### [Written problem]
Reproduce the data below verbatim, line for line, but omit the pictures.

### [Listed entries]
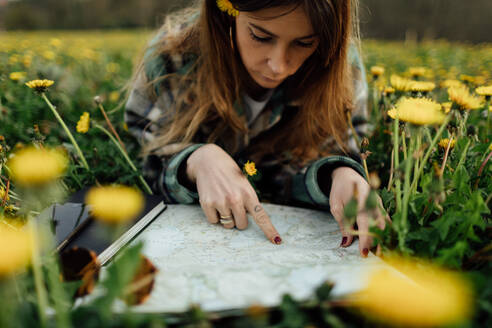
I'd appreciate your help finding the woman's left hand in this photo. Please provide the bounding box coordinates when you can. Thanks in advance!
[330,167,391,257]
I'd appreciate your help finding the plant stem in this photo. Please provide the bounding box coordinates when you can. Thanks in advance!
[28,217,48,327]
[99,104,126,153]
[412,114,453,189]
[393,117,401,211]
[410,133,422,193]
[401,129,407,160]
[347,111,361,149]
[94,123,153,195]
[41,92,90,171]
[398,131,415,251]
[455,138,471,171]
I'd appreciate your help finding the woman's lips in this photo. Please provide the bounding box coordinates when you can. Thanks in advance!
[261,74,280,83]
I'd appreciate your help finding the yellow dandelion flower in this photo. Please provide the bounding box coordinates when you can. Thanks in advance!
[9,72,26,81]
[217,0,239,17]
[441,101,453,114]
[0,226,33,277]
[351,259,473,327]
[388,98,446,125]
[0,187,10,203]
[438,138,456,149]
[448,87,483,110]
[410,81,436,92]
[8,146,68,186]
[475,85,492,97]
[22,55,32,68]
[86,185,144,224]
[244,161,257,176]
[77,112,91,133]
[371,66,384,76]
[460,74,475,83]
[42,50,56,61]
[390,74,413,91]
[108,91,120,102]
[383,87,395,95]
[441,79,465,89]
[408,67,426,77]
[106,62,120,73]
[26,80,55,93]
[475,76,487,85]
[50,38,62,48]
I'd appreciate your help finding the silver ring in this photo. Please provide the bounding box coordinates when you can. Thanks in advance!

### [Exercise output]
I'd appreciate your help finding the woman's left hand in this photo. Please provide the bounding box coordinates when you can. Thanks in advance!
[330,167,391,257]
I'd appreciate your help finding the plant stem in this photo. Please provide the bounding box coordinates when you can. Thanks in advance!
[28,217,48,327]
[99,104,126,153]
[412,114,453,189]
[393,117,401,211]
[410,133,422,193]
[401,129,407,160]
[347,111,361,149]
[94,123,153,195]
[41,92,90,171]
[398,131,415,251]
[455,138,471,171]
I'd appreciate your help finding the woman's lips in this photo. Please provide the bounding box coordinates when you can. Thanks in advance!
[261,74,280,83]
I'd appreciate your help finding the yellow dandelion flower in this photo. Please provide the bounding box coordinates when you can. Thanks in advance!
[9,72,26,81]
[217,0,239,17]
[441,101,453,114]
[0,226,33,277]
[351,259,473,327]
[388,98,446,125]
[0,187,10,203]
[438,138,456,149]
[448,87,483,110]
[410,81,436,92]
[8,146,68,186]
[475,85,492,97]
[22,55,32,68]
[86,185,144,224]
[244,161,257,176]
[77,112,91,133]
[371,66,384,76]
[460,74,475,83]
[42,50,56,61]
[390,74,413,91]
[108,91,120,102]
[383,87,395,95]
[441,79,465,89]
[408,67,426,77]
[106,62,120,73]
[26,80,55,93]
[475,76,487,85]
[50,38,62,48]
I'd appreciate your help finding the silver ring in this photo. Please provide the bounding box coordinates when you can. Thanks in advance!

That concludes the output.